▶ [YOUR INSTRUCTIONS]: Return each line in the rows below that contains the string "negative".

(Stored items)

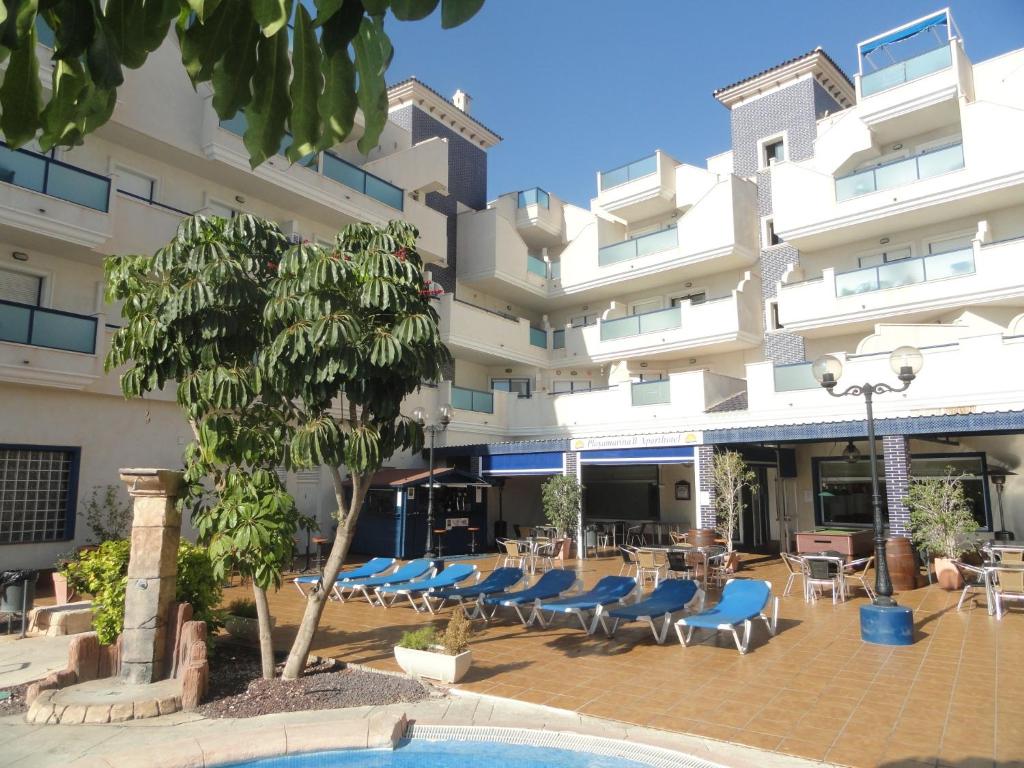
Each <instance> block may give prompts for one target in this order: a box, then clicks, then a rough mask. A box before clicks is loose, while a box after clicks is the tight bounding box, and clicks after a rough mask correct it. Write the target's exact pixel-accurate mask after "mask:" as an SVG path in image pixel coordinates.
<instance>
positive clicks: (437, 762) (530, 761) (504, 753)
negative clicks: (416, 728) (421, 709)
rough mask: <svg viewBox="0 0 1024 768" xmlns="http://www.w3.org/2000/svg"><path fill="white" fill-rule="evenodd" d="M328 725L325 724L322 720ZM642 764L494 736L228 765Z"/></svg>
mask: <svg viewBox="0 0 1024 768" xmlns="http://www.w3.org/2000/svg"><path fill="white" fill-rule="evenodd" d="M326 727H330V726H326ZM475 766H486V768H552V767H554V768H647V766H646V765H645V764H643V763H637V762H634V761H632V760H624V759H623V758H618V757H611V756H605V755H594V754H593V753H588V752H574V751H571V750H555V749H552V748H549V746H529V745H526V744H509V743H499V742H497V741H426V740H423V739H415V740H412V741H402V742H400V743H399V744H398V748H397V749H395V750H393V751H392V750H339V751H335V752H317V753H310V754H308V755H290V756H287V757H282V758H267V759H265V760H256V761H253V762H251V763H236V764H232V766H231V768H473V767H475Z"/></svg>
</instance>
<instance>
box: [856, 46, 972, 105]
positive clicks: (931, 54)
mask: <svg viewBox="0 0 1024 768" xmlns="http://www.w3.org/2000/svg"><path fill="white" fill-rule="evenodd" d="M950 65H952V54H951V53H950V52H949V43H946V44H945V45H943V46H942V47H941V48H933V49H932V50H930V51H926V52H925V53H921V54H919V55H916V56H913V57H912V58H907V59H906V60H904V61H897V62H896V63H894V65H890V66H889V67H884V68H883V69H881V70H876V71H874V72H870V73H868V74H866V75H861V76H860V95H862V96H870V95H871V94H872V93H881V92H882V91H886V90H889V89H890V88H895V87H896V86H897V85H902V84H903V83H907V82H909V81H911V80H916V79H918V78H923V77H925V76H926V75H931V74H932V73H933V72H938V71H939V70H944V69H946V68H947V67H949V66H950Z"/></svg>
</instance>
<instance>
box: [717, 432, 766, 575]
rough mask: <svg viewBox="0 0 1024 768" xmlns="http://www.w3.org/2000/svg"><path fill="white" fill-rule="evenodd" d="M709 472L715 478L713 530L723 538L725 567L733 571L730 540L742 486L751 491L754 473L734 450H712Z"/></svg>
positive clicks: (745, 505)
mask: <svg viewBox="0 0 1024 768" xmlns="http://www.w3.org/2000/svg"><path fill="white" fill-rule="evenodd" d="M712 474H713V475H714V478H715V518H716V525H715V530H717V531H718V534H719V536H721V537H722V539H724V540H725V547H726V550H727V554H726V556H725V569H726V570H728V571H730V572H734V571H736V570H738V569H739V553H738V552H736V551H735V550H734V549H733V545H732V540H733V538H734V536H735V534H736V530H737V529H738V528H739V518H740V516H741V515H742V514H743V508H744V507H745V506H746V505H744V504H743V488H744V487H746V488H748V489H749V490H750V492H751V493H754V492H755V490H757V487H758V483H757V475H756V474H754V470H752V469H751V468H750V467H748V466H746V462H744V461H743V458H742V457H741V456H740V455H739V454H737V453H736V452H735V451H723V452H721V453H716V454H715V458H714V460H713V461H712Z"/></svg>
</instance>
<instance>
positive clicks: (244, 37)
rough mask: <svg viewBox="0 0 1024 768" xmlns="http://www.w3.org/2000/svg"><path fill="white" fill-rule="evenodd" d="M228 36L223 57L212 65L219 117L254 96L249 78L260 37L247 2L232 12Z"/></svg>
mask: <svg viewBox="0 0 1024 768" xmlns="http://www.w3.org/2000/svg"><path fill="white" fill-rule="evenodd" d="M230 40H231V43H230V45H229V46H228V47H227V49H226V50H225V51H224V57H223V58H221V59H220V60H219V61H217V65H216V66H215V67H214V68H213V109H214V110H215V111H216V113H217V117H219V118H220V119H221V120H227V119H229V118H232V117H234V115H236V113H238V111H239V110H241V109H243V108H244V106H246V105H247V104H248V103H249V102H250V101H251V100H252V97H253V96H252V83H251V81H252V77H253V73H254V72H255V71H256V44H257V42H258V41H260V40H261V37H260V32H259V26H257V24H256V22H255V20H254V19H253V17H252V16H251V15H250V14H249V9H248V5H245V4H243V5H242V6H241V7H240V8H239V12H238V13H237V14H236V15H234V29H233V30H232V31H231V33H230ZM208 44H210V41H208Z"/></svg>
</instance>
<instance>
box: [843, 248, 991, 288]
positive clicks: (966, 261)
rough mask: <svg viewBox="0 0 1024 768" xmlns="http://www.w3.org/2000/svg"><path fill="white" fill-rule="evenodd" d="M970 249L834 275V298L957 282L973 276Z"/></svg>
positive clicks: (968, 248)
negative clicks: (971, 275) (870, 292)
mask: <svg viewBox="0 0 1024 768" xmlns="http://www.w3.org/2000/svg"><path fill="white" fill-rule="evenodd" d="M974 271H975V266H974V249H973V248H959V249H957V250H955V251H947V252H945V253H934V254H931V255H929V256H914V257H913V258H909V259H900V260H899V261H891V262H889V263H888V264H879V265H878V266H867V267H864V268H862V269H854V270H852V271H849V272H837V273H836V295H837V296H852V295H854V294H858V293H868V292H870V291H882V290H884V289H886V288H900V287H901V286H911V285H913V284H915V283H926V282H928V281H931V280H942V279H943V278H961V276H964V275H966V274H974Z"/></svg>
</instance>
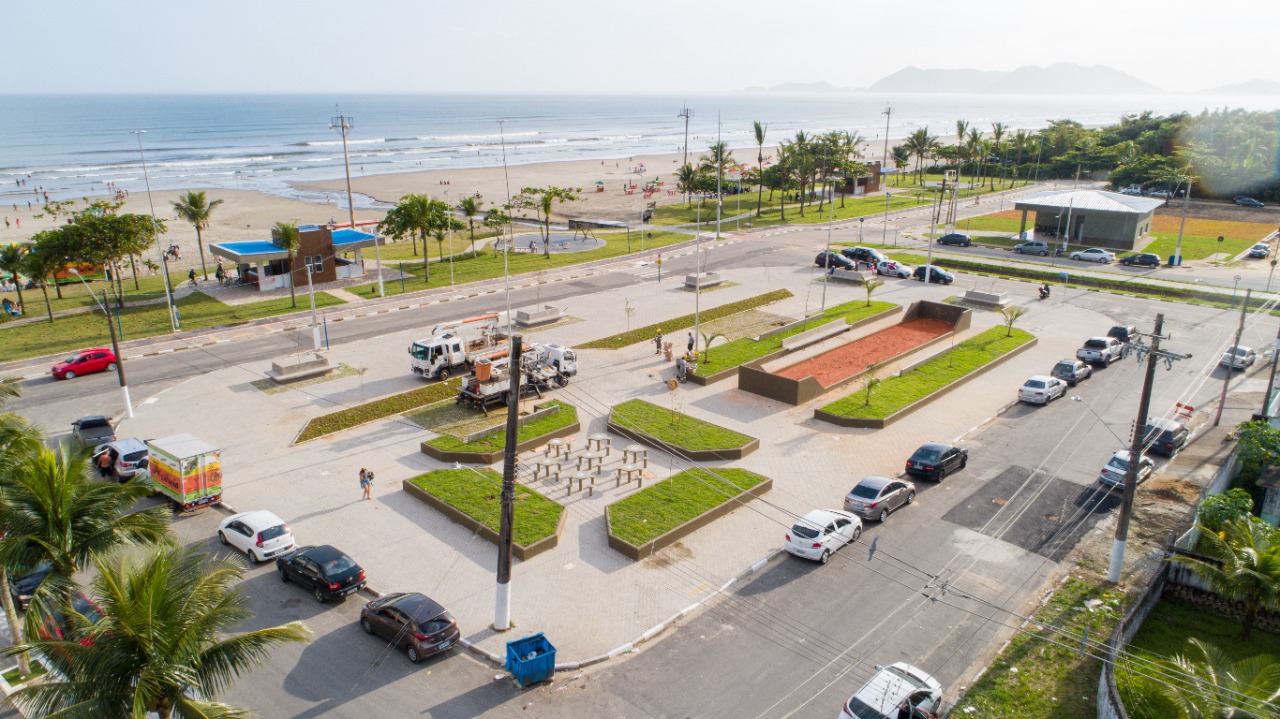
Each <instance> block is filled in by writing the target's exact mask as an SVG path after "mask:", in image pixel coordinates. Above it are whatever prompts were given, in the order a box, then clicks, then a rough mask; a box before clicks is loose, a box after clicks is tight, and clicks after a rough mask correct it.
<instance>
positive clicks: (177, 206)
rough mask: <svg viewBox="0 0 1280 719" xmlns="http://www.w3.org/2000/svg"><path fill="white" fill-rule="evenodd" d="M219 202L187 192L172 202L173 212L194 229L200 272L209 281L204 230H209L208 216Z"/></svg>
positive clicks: (208, 217) (211, 212)
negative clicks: (208, 201)
mask: <svg viewBox="0 0 1280 719" xmlns="http://www.w3.org/2000/svg"><path fill="white" fill-rule="evenodd" d="M221 203H223V201H221V200H214V201H212V202H207V201H206V200H205V193H204V192H196V191H188V192H187V194H186V196H183V197H180V198H178V201H177V202H173V211H174V212H177V214H178V216H179V217H182V219H183V220H186V221H187V223H188V224H191V226H193V228H196V247H198V248H200V270H201V271H202V273H204V274H205V279H206V280H207V279H209V267H206V266H205V237H204V230H206V229H209V216H210V215H212V214H214V207H218V206H219V205H221Z"/></svg>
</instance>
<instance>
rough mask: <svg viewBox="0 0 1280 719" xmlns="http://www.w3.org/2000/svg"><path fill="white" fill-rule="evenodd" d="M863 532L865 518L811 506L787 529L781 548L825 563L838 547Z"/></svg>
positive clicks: (850, 543)
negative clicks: (864, 520)
mask: <svg viewBox="0 0 1280 719" xmlns="http://www.w3.org/2000/svg"><path fill="white" fill-rule="evenodd" d="M860 536H863V521H861V519H859V518H858V517H856V516H854V514H852V513H850V512H842V510H840V509H812V510H810V512H809V513H808V514H805V516H804V517H801V518H800V521H797V522H796V523H795V526H792V527H791V531H790V532H787V533H786V541H783V542H782V549H786V550H787V551H790V553H791V554H795V555H796V557H801V558H804V559H815V560H818V562H822V563H823V564H826V563H827V560H828V559H831V555H832V554H835V551H836V550H837V549H840V548H842V546H845V545H846V544H852V542H855V541H858V537H860Z"/></svg>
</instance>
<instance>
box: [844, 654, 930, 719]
mask: <svg viewBox="0 0 1280 719" xmlns="http://www.w3.org/2000/svg"><path fill="white" fill-rule="evenodd" d="M904 704H908V705H910V706H911V709H910V715H911V716H913V719H914V718H915V716H934V715H937V711H938V709H940V705H941V704H942V684H940V683H938V681H937V679H934V678H933V677H931V676H928V674H927V673H925V672H924V670H923V669H920V668H919V667H911V665H910V664H908V663H905V661H896V663H893V664H890V665H888V667H881V665H878V664H877V665H876V673H874V674H872V678H870V679H868V681H867V683H865V684H863V688H860V690H858V691H856V692H855V693H854V696H851V697H849V701H846V702H845V706H844V707H841V710H840V714H838V715H837V716H836V719H897V718H899V716H904V714H900V711H899V710H900V709H901V707H902V705H904Z"/></svg>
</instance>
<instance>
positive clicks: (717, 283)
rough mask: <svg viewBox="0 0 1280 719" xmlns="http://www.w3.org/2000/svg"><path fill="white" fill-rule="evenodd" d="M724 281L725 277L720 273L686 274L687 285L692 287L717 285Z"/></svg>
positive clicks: (703, 286) (686, 280)
mask: <svg viewBox="0 0 1280 719" xmlns="http://www.w3.org/2000/svg"><path fill="white" fill-rule="evenodd" d="M722 281H724V279H723V278H721V276H719V273H703V274H701V276H699V275H685V287H687V288H691V289H703V288H707V287H716V285H718V284H719V283H722Z"/></svg>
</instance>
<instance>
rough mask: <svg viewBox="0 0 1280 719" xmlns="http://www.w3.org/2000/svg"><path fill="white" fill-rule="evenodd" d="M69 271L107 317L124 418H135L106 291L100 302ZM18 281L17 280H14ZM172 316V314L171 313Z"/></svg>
mask: <svg viewBox="0 0 1280 719" xmlns="http://www.w3.org/2000/svg"><path fill="white" fill-rule="evenodd" d="M67 271H69V273H70V274H73V275H76V279H78V280H79V281H81V284H83V285H84V289H87V290H88V296H90V297H92V298H93V302H97V306H99V307H101V308H102V316H104V317H106V331H109V333H110V334H111V353H113V354H115V376H116V377H118V379H119V380H120V399H122V400H123V402H124V418H125V420H132V418H133V400H131V399H129V383H128V381H125V379H124V357H123V356H120V344H119V342H116V339H115V324H114V322H111V312H109V311H108V308H106V290H102V299H101V301H100V299H99V298H97V296H96V294H93V288H91V287H88V283H87V281H84V278H82V276H81V275H79V273H78V271H77V270H76V267H68V269H67ZM14 279H15V280H17V278H14ZM170 315H172V313H170Z"/></svg>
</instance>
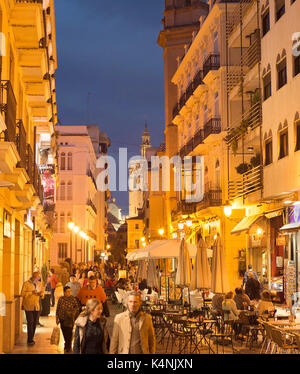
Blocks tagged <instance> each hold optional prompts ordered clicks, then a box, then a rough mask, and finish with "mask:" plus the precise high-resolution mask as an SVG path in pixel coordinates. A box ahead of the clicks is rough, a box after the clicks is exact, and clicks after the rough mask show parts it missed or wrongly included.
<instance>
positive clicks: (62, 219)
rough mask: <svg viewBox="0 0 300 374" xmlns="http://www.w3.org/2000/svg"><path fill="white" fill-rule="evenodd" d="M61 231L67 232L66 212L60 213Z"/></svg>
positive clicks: (60, 231) (60, 223) (61, 232)
mask: <svg viewBox="0 0 300 374" xmlns="http://www.w3.org/2000/svg"><path fill="white" fill-rule="evenodd" d="M59 231H60V232H61V233H65V232H66V217H65V213H61V214H60V230H59Z"/></svg>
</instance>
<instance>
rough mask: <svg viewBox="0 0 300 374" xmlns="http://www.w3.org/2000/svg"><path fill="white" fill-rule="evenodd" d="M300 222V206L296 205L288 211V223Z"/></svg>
mask: <svg viewBox="0 0 300 374" xmlns="http://www.w3.org/2000/svg"><path fill="white" fill-rule="evenodd" d="M298 222H300V205H295V206H293V207H290V208H289V209H288V223H298Z"/></svg>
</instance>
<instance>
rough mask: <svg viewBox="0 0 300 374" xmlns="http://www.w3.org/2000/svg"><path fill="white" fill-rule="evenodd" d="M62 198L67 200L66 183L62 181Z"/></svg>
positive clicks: (60, 197)
mask: <svg viewBox="0 0 300 374" xmlns="http://www.w3.org/2000/svg"><path fill="white" fill-rule="evenodd" d="M59 197H60V200H66V184H65V182H61V184H60V196H59Z"/></svg>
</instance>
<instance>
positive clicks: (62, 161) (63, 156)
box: [60, 152, 66, 170]
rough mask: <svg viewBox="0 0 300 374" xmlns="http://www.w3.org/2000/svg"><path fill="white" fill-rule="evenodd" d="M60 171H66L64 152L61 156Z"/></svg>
mask: <svg viewBox="0 0 300 374" xmlns="http://www.w3.org/2000/svg"><path fill="white" fill-rule="evenodd" d="M60 170H66V154H65V153H64V152H62V153H61V154H60Z"/></svg>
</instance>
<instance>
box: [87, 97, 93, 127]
mask: <svg viewBox="0 0 300 374" xmlns="http://www.w3.org/2000/svg"><path fill="white" fill-rule="evenodd" d="M91 96H92V93H91V92H88V94H87V100H86V123H87V125H88V124H89V122H90V98H91Z"/></svg>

▶ [EXERCISE RESULT]:
negative clicks: (416, 728) (421, 709)
negative clicks: (971, 275) (870, 292)
negative clicks: (208, 201)
negative clicks: (864, 520)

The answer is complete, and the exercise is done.